▶ [WHAT YOU SHOULD DO]:
Locate each line in the records below that contains the string "cluster", and copy those lines.

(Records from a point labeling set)
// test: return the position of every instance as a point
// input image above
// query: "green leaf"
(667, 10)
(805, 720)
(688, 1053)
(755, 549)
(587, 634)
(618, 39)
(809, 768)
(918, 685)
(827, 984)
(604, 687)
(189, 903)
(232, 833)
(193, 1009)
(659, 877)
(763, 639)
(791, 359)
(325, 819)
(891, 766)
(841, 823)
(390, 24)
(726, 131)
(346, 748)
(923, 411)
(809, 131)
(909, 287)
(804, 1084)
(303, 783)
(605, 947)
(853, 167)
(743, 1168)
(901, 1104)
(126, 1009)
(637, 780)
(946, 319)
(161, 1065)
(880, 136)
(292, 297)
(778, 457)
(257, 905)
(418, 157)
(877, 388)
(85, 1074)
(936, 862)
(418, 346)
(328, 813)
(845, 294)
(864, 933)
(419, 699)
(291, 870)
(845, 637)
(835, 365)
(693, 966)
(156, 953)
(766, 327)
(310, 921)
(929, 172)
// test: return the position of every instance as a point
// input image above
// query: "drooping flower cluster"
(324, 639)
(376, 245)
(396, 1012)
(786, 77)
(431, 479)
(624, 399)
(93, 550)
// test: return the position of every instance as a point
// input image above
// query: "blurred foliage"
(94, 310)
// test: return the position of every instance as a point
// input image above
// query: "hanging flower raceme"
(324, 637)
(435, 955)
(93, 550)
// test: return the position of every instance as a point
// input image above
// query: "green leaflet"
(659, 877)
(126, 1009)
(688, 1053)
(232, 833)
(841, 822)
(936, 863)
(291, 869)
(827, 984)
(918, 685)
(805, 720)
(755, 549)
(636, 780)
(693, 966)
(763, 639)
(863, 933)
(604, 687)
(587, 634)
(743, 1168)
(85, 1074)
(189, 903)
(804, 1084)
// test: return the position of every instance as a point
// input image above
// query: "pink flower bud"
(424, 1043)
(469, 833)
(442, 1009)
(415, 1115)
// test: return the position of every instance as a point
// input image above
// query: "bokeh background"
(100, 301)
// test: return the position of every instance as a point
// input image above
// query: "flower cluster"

▶ [EXERCISE RESPONSE]:
// query: "drooping flower cluster"
// query: "flower cluster"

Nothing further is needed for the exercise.